> _DESCRIPTION OF THE TASK_: Your answer should consist of every line from the records that holds the string "window".

(Phrase grounding data)

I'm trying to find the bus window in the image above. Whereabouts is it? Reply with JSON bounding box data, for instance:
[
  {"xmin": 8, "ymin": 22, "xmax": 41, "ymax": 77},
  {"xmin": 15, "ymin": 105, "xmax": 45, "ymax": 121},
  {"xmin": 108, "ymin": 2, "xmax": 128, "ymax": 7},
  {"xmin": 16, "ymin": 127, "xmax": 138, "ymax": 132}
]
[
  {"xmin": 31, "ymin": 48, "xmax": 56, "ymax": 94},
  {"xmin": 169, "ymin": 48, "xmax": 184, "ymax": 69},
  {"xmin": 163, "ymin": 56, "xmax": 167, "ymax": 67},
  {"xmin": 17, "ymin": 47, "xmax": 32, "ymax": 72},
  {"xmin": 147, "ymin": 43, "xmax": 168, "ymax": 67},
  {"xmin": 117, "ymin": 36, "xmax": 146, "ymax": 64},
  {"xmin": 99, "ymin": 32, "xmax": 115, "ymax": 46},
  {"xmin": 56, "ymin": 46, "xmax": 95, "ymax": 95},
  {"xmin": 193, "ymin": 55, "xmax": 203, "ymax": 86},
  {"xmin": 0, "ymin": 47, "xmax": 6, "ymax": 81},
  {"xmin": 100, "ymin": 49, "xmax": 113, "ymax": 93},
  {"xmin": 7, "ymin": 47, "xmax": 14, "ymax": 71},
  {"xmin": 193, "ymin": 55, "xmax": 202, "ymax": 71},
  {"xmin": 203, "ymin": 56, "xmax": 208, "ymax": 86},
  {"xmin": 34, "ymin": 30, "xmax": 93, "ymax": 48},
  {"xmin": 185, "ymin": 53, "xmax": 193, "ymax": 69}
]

==

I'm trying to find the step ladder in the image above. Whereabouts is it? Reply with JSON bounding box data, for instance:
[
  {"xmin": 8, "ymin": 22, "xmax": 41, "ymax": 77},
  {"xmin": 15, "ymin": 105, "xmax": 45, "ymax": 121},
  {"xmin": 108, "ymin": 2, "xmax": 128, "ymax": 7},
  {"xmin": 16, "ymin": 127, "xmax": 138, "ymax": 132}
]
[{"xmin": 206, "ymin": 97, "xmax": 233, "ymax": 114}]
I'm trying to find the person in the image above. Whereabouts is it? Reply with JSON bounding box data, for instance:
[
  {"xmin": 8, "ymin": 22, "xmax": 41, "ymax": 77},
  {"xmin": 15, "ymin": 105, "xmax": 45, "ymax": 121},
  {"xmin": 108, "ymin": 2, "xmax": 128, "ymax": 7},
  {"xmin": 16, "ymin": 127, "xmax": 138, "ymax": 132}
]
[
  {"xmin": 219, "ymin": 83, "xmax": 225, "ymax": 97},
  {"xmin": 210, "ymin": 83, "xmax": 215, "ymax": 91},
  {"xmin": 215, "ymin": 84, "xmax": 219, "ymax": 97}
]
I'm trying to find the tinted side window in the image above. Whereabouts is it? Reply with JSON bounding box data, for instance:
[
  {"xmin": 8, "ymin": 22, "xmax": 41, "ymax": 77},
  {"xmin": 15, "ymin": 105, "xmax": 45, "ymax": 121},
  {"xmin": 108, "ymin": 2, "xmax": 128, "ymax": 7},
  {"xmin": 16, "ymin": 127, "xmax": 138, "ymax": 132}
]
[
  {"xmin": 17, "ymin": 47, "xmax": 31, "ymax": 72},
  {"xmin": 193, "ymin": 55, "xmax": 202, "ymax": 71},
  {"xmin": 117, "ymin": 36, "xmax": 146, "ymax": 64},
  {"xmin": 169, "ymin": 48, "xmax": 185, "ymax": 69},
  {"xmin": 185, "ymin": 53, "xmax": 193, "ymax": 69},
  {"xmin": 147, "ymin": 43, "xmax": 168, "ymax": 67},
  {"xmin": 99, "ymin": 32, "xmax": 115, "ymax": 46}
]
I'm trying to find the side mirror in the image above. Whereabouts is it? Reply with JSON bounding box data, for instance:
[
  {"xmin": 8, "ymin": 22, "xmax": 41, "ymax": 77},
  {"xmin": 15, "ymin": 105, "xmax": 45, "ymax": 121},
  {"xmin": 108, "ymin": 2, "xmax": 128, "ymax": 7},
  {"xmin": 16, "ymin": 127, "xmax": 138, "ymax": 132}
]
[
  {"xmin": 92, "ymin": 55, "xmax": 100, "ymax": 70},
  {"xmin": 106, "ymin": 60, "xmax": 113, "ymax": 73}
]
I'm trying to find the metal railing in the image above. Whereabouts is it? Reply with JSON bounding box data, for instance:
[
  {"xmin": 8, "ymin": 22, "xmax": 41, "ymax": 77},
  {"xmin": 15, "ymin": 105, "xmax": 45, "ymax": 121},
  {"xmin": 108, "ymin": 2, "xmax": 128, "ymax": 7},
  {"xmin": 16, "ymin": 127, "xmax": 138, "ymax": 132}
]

> _SOLUTION FOR THIS EXERCISE_:
I'm trying to find the bus window in the image above. Whereabouts is it? Reply with JSON bounding box data, for instance:
I'm trying to find the tinted side window in the image above. Whereabouts is it? Reply with JSON bounding box data, for instance:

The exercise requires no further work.